═══ Source passage
I live near Par and if you want sand, we've got a bit to spare! Also try the drive through china clay country from the A30 at Roche Cross through Roche and then down the A391 to St Austell. The landscapes through the china clay workings are, well, different! And the views as you drop down into St. Austell are brilliant on a clear day. Probably best to avoid St. Austell itself. (That'll land me in jail, I'm sure!)
Also, avoid Mevagissey totally!!! The main car park is a rip-off in summer - £1.50 per HOUR for motorhomes, and the streets are somewhat narrow. Park in St. Austell & take the bus. Fowey is another place you can't drive a motorhome through, it's worse than St. Ives. Use main car park if you're fit, or Readymoney if you prefer a level walk. (What a lovely name for a car park. Who says the locals don't have a sense of humour?)
Wherever you go, enjoy your trip. The locals are, in the mainpart, very friendly, especially if you're spending money. Don't ask for a cornish pasty, they're just pasties in this neck of the woods, and definately don't ask for chips with your pasty. My personal weakness, well the only one I'm going to confess to here, unless I'm going to get paid for it, is clotted cream. Only get Rodda's. Try it ontop of ice cream, or with jam on a scone. (The jam goes on first, the cream last.)
Regards

Apothecary


----------
══════
### Tasks to carry out
1. From the Cornwall travel post, quote the passage that begins at the words "Wherever you go, enjoy" and ends after the words "the cream last.)".
2. According to the Cornwall travel post, what is the hourly summer charge for motorhomes at the main car park in Mevagissey?
═══ Data provided
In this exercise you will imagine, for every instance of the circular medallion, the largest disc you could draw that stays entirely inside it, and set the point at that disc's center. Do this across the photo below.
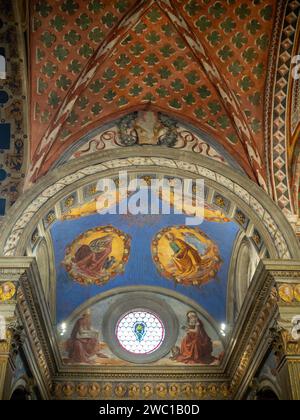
══════
### Answers for this exercise
1.
Wherever you go, enjoy your trip. The locals are, in the mainpart, very friendly, especially if you're spending money. Don't ask for a cornish pasty, they're just pasties in this neck of the woods, and definately don't ask for chips with your pasty. My personal weakness, well the only one I'm going to confess to here, unless I'm going to get paid for it, is clotted cream. Only get Rodda's. Try it ontop of ice cream, or with jam on a scone. (The jam goes on first, the cream last.)

2. £1.50 per hour.